** START Material supplied **

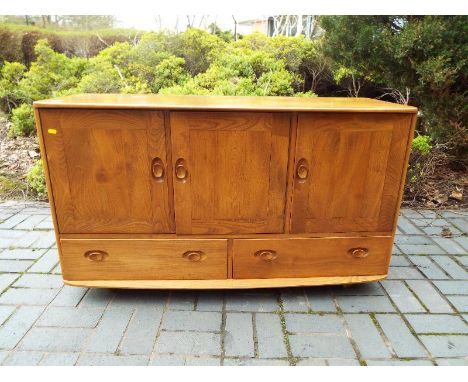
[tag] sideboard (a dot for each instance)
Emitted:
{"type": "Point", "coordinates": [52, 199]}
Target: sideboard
{"type": "Point", "coordinates": [208, 192]}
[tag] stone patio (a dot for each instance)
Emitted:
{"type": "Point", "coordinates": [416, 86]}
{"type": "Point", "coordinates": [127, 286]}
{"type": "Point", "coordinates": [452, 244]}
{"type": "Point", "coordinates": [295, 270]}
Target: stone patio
{"type": "Point", "coordinates": [418, 316]}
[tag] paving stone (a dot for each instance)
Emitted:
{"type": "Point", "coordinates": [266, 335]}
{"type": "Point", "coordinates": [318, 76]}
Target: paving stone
{"type": "Point", "coordinates": [450, 246]}
{"type": "Point", "coordinates": [108, 334]}
{"type": "Point", "coordinates": [13, 221]}
{"type": "Point", "coordinates": [415, 362]}
{"type": "Point", "coordinates": [463, 241]}
{"type": "Point", "coordinates": [436, 323]}
{"type": "Point", "coordinates": [191, 343]}
{"type": "Point", "coordinates": [44, 239]}
{"type": "Point", "coordinates": [429, 296]}
{"type": "Point", "coordinates": [182, 301]}
{"type": "Point", "coordinates": [343, 362]}
{"type": "Point", "coordinates": [365, 289]}
{"type": "Point", "coordinates": [5, 312]}
{"type": "Point", "coordinates": [238, 340]}
{"type": "Point", "coordinates": [411, 213]}
{"type": "Point", "coordinates": [31, 221]}
{"type": "Point", "coordinates": [59, 359]}
{"type": "Point", "coordinates": [112, 360]}
{"type": "Point", "coordinates": [421, 249]}
{"type": "Point", "coordinates": [452, 361]}
{"type": "Point", "coordinates": [438, 231]}
{"type": "Point", "coordinates": [5, 281]}
{"type": "Point", "coordinates": [39, 281]}
{"type": "Point", "coordinates": [270, 336]}
{"type": "Point", "coordinates": [200, 321]}
{"type": "Point", "coordinates": [69, 317]}
{"type": "Point", "coordinates": [141, 332]}
{"type": "Point", "coordinates": [365, 304]}
{"type": "Point", "coordinates": [23, 358]}
{"type": "Point", "coordinates": [22, 254]}
{"type": "Point", "coordinates": [404, 273]}
{"type": "Point", "coordinates": [321, 346]}
{"type": "Point", "coordinates": [446, 346]}
{"type": "Point", "coordinates": [402, 297]}
{"type": "Point", "coordinates": [45, 225]}
{"type": "Point", "coordinates": [412, 240]}
{"type": "Point", "coordinates": [55, 339]}
{"type": "Point", "coordinates": [210, 301]}
{"type": "Point", "coordinates": [401, 339]}
{"type": "Point", "coordinates": [69, 296]}
{"type": "Point", "coordinates": [451, 267]}
{"type": "Point", "coordinates": [320, 300]}
{"type": "Point", "coordinates": [294, 301]}
{"type": "Point", "coordinates": [313, 323]}
{"type": "Point", "coordinates": [180, 360]}
{"type": "Point", "coordinates": [461, 224]}
{"type": "Point", "coordinates": [428, 268]}
{"type": "Point", "coordinates": [406, 226]}
{"type": "Point", "coordinates": [460, 302]}
{"type": "Point", "coordinates": [399, 261]}
{"type": "Point", "coordinates": [28, 296]}
{"type": "Point", "coordinates": [138, 299]}
{"type": "Point", "coordinates": [97, 298]}
{"type": "Point", "coordinates": [255, 362]}
{"type": "Point", "coordinates": [18, 325]}
{"type": "Point", "coordinates": [15, 266]}
{"type": "Point", "coordinates": [46, 263]}
{"type": "Point", "coordinates": [366, 336]}
{"type": "Point", "coordinates": [251, 303]}
{"type": "Point", "coordinates": [452, 287]}
{"type": "Point", "coordinates": [29, 239]}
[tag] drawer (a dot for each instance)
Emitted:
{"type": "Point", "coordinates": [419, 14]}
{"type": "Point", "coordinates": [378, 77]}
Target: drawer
{"type": "Point", "coordinates": [116, 259]}
{"type": "Point", "coordinates": [314, 257]}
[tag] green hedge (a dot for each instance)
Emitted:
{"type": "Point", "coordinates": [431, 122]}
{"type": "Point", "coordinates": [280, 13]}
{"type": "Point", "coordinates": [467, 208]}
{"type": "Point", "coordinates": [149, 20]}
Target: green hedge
{"type": "Point", "coordinates": [17, 42]}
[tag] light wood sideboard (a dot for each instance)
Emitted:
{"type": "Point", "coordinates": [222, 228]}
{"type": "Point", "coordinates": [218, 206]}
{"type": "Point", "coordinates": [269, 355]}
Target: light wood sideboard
{"type": "Point", "coordinates": [208, 192]}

** END Material supplied **

> _Task brief_:
Return precisely the lines of the records, starting with the line that holds "[tag] drawer (a dot for each instance)" and ending with the last one.

> _Exercise result_:
[tag] drawer (a dot for each instance)
Emitted:
{"type": "Point", "coordinates": [419, 14]}
{"type": "Point", "coordinates": [378, 77]}
Target: drawer
{"type": "Point", "coordinates": [116, 259]}
{"type": "Point", "coordinates": [314, 257]}
[tag] green hedge (a dot for each instance)
Emitted:
{"type": "Point", "coordinates": [431, 122]}
{"type": "Point", "coordinates": [280, 13]}
{"type": "Point", "coordinates": [467, 208]}
{"type": "Point", "coordinates": [149, 20]}
Target: green hedge
{"type": "Point", "coordinates": [17, 42]}
[tag] light wood sideboard (a dot for each instance)
Emitted:
{"type": "Point", "coordinates": [222, 228]}
{"type": "Point", "coordinates": [218, 206]}
{"type": "Point", "coordinates": [269, 355]}
Target: light wood sideboard
{"type": "Point", "coordinates": [208, 192]}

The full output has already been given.